• Dataset records:
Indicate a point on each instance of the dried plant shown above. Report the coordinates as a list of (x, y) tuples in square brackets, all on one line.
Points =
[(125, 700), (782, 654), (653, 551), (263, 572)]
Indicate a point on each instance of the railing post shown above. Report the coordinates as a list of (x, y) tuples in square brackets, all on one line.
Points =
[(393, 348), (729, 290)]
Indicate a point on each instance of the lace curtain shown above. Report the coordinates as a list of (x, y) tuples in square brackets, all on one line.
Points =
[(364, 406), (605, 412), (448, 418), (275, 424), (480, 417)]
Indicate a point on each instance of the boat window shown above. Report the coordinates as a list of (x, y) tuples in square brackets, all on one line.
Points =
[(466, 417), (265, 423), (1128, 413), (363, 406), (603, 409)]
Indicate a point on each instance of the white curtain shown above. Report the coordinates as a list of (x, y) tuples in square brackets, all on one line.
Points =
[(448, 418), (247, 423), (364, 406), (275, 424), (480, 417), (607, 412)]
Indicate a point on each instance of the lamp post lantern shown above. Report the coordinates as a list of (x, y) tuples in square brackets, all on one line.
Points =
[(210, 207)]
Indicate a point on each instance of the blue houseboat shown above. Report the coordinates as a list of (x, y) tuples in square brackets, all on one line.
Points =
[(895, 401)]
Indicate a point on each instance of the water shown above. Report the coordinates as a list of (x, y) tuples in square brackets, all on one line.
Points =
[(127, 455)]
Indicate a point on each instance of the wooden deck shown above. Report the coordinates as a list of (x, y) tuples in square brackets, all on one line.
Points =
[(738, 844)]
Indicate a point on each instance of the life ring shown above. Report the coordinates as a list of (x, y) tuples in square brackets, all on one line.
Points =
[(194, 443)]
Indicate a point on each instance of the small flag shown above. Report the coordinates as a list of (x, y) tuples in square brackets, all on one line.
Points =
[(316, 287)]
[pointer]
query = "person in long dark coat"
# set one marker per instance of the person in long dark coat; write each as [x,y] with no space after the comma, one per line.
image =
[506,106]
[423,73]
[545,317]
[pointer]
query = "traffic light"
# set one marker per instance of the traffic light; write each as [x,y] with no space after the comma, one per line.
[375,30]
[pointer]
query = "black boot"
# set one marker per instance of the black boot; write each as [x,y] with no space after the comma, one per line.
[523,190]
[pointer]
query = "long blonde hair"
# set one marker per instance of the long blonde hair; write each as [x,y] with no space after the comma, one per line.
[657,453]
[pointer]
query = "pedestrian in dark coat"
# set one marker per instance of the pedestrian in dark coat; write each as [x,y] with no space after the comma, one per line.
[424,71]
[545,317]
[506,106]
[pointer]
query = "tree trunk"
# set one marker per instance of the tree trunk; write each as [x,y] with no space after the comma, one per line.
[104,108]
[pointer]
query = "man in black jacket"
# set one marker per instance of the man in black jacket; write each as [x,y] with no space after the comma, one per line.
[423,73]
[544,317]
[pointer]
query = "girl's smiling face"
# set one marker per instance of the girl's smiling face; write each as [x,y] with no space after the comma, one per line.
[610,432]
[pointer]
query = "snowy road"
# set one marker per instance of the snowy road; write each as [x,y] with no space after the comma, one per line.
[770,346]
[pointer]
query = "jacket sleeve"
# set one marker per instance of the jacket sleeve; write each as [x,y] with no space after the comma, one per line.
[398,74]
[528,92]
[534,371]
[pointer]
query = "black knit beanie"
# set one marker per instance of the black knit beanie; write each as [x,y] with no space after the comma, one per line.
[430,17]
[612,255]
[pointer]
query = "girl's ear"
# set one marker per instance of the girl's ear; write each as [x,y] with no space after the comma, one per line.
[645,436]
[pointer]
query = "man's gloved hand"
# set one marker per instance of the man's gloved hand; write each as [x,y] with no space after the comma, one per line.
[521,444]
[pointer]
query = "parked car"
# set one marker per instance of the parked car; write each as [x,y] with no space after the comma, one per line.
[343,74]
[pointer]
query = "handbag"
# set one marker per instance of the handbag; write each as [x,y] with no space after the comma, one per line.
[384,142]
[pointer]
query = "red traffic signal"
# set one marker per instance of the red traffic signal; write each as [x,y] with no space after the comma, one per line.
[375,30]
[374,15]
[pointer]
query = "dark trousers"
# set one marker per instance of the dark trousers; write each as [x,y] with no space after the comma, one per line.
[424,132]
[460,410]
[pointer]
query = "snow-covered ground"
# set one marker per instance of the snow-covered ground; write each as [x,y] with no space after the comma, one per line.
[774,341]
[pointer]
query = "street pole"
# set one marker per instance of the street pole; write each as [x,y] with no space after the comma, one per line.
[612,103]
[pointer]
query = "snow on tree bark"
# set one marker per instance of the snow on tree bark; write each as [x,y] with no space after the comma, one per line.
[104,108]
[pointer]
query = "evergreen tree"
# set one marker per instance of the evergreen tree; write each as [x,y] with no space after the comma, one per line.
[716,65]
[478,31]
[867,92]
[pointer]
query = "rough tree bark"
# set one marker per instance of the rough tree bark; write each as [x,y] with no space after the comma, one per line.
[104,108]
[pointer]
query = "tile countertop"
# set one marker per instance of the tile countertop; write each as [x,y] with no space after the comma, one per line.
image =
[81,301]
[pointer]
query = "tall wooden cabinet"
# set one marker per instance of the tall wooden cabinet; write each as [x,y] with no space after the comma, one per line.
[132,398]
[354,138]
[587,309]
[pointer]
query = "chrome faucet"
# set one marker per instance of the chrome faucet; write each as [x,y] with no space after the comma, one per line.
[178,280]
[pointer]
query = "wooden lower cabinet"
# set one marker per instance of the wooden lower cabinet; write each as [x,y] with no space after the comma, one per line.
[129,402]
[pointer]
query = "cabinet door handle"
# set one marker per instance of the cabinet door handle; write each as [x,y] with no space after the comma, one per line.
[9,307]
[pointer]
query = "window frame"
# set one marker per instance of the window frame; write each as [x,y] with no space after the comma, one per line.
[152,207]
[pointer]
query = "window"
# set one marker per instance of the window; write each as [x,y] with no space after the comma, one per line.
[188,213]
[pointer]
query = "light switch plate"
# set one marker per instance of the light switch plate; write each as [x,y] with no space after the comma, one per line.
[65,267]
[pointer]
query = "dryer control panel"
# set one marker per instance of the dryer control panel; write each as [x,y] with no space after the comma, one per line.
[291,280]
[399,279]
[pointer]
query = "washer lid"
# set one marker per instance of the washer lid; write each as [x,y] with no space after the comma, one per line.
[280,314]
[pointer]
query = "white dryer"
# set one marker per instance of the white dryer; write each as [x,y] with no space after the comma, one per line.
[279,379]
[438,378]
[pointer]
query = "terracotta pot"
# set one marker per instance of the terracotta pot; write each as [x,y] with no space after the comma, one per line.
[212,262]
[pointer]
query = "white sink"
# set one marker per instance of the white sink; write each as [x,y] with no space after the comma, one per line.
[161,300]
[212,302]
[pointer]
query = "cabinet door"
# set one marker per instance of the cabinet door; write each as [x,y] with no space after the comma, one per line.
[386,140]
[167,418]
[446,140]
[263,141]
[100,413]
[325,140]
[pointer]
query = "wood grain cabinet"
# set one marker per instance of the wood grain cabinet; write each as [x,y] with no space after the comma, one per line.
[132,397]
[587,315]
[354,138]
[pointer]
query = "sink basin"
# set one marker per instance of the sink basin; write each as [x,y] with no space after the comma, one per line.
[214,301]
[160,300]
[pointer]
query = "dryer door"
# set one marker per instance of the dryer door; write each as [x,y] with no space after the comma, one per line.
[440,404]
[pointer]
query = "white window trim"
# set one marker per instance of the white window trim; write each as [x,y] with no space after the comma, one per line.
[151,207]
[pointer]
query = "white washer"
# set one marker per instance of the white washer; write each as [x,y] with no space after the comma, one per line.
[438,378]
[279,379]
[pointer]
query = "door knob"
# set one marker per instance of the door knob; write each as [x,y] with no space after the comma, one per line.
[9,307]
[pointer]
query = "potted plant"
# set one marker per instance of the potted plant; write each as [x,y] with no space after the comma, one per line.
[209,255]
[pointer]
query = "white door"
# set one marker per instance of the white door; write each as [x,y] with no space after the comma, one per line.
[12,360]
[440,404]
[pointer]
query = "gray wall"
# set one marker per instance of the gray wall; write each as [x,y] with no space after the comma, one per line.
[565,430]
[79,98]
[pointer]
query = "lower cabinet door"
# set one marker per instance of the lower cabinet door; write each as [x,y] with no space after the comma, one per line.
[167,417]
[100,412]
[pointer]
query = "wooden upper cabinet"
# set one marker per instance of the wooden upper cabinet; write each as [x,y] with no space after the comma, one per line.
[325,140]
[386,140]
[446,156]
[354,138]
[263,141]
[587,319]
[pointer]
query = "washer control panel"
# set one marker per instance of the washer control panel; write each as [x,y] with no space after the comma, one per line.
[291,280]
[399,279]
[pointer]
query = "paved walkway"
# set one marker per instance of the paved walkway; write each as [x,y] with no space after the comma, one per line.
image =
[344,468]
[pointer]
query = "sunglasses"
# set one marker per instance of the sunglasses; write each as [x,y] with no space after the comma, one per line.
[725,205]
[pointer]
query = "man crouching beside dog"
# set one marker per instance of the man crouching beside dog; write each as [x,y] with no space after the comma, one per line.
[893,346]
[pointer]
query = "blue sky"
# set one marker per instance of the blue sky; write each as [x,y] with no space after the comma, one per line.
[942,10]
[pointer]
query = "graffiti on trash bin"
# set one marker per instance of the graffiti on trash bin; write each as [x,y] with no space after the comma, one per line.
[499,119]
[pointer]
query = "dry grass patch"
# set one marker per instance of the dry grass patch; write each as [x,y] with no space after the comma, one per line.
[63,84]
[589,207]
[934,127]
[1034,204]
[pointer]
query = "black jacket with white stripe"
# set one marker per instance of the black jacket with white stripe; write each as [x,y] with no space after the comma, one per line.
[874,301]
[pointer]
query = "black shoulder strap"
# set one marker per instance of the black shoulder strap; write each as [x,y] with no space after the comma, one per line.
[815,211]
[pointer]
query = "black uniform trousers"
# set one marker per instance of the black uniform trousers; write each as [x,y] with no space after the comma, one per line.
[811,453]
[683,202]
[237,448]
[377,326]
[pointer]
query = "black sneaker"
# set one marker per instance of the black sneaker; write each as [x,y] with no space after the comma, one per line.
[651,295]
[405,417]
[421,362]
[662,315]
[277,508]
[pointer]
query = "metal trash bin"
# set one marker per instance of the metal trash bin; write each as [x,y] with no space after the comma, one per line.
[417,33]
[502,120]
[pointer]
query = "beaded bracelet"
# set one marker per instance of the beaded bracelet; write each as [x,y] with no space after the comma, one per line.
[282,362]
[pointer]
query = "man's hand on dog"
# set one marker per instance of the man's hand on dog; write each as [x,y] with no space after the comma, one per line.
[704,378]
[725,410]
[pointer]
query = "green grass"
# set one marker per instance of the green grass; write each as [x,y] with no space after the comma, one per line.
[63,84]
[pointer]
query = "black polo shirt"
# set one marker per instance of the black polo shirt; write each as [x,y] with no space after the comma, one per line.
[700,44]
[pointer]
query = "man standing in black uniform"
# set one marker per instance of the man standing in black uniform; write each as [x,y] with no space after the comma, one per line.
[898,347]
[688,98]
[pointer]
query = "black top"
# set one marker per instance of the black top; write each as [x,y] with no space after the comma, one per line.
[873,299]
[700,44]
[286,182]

• What is required: In the listing above, find the lines holding the word "paved" and copy them.

• Exercise output:
query = "paved walkway"
# set one marker per instance of the paved walkway; write each as [x,y] with no space after the comma, one per line.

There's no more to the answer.